EXCERPTED TEXT:
I.e. if you set a tracking branch within the same repo (which I'd
betnobody does) but *also* if you have an established clone you have a
reflog for the upstream. Then we'll find the fork point, and we'll
always redundantly rebase.

But this hung on by a thread until your 4f21454b55 ("merge-base: handle
--fork-point without reflog", 2016-10-12). In particular when you:

 1. Clone some *new* repo
 2. commit on top
 3. git pull --rebase

You'll redundantly rebase on top, even though you have nothing to
do. Since there's no reflog.

This is why I ran into this most of the time, because my "patch some
random thing" is that, and I have pull.rebase=true in my config.

What had me confused about this being the primary cause was that when
trying to test this I was re-cloning, so I'd always get this empty
reflog case.

> Your fix looks plausibly correct to me, but I admit I don't quite grok
> all the details of that conditional.

We just consider whether we can fast-forward now, and then don't need to
rebase (unless "git rebase -i" etc.). I.e. that --fork-point was
considered for "do we need to do stuff" was a bug introduced in
b6266dc88b.
Jeff King Feb. 24, 2019, 10:10 a.m. UTC | #3
On Fri, Feb 22, 2019 at 05:49:57PM +0100, Ævar Arnfjörð Bjarmason wrote:

> Yes. I didn't dig far enough into this and will re-word & re-submit,
> also with the feedback you had on 1/2.

TO BE DONE:
1 – Answer these from the excerpt on git pull --rebase:
(a) What setting does the writer have in their config?
(b) Which commit introduced the bug of considering --fork-point when deciding whether work is needed?
(c) What date is given for commit 4f21454b55?
2 – Please print the passage of the excerpt on git pull --rebase that begins at the words "1. Clone some" and stops after "in my config.".

ITEMS:
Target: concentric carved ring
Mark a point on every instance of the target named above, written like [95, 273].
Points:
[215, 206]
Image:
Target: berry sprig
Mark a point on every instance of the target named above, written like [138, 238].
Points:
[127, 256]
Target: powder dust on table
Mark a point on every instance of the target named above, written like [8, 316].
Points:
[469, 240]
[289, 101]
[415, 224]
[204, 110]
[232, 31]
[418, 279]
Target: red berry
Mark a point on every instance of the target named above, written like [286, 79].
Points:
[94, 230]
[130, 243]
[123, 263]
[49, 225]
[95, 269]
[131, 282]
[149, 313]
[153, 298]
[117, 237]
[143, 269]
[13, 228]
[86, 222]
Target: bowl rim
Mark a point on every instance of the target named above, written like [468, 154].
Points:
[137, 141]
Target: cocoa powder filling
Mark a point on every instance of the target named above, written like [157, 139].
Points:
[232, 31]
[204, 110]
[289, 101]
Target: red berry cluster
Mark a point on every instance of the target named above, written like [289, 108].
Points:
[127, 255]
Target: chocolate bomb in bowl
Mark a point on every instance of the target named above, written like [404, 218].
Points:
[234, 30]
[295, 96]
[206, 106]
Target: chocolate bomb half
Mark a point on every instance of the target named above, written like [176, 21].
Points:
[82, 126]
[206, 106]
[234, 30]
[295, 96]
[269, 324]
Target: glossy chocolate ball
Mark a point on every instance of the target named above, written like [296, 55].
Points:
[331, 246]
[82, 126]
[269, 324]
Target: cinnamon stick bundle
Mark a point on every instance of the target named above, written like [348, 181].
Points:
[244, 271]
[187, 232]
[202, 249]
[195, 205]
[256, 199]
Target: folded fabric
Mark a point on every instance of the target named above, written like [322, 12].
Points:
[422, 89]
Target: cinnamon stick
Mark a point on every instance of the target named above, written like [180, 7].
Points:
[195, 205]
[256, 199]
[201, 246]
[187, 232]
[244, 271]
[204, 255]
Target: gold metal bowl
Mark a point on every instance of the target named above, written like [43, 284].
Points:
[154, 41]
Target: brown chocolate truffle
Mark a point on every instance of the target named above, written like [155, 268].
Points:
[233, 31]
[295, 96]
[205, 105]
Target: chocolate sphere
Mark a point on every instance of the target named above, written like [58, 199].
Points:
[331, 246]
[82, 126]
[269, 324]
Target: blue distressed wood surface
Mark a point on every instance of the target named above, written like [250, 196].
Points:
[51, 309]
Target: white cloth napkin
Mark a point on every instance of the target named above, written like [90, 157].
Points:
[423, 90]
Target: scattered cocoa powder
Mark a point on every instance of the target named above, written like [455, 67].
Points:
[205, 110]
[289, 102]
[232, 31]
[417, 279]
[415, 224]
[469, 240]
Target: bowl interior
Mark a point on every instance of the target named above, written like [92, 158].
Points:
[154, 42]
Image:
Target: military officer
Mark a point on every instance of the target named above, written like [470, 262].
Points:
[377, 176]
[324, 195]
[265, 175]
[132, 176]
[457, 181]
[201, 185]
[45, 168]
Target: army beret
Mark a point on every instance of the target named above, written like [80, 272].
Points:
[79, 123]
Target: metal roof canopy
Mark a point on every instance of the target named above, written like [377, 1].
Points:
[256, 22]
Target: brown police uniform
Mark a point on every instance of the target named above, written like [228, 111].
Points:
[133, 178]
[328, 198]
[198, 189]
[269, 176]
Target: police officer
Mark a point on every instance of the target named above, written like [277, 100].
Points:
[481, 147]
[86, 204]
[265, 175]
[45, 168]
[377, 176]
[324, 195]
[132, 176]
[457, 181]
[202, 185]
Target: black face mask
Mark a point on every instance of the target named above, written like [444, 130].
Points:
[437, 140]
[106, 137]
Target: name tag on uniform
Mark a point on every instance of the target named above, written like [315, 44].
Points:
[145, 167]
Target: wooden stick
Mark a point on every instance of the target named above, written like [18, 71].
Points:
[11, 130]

CORRECT ANSWERS:
1 –
(a) pull.rebase=true
(b) b6266dc88b
(c) 2016-10-12

2 –
1. Clone some *new* repo
 2. commit on top
 3. git pull --rebase

You'll redundantly rebase on top, even though you have nothing to
do. Since there's no reflog.

This is why I ran into this most of the time, because my "patch some
random thing" is that, and I have pull.rebase=true in my config.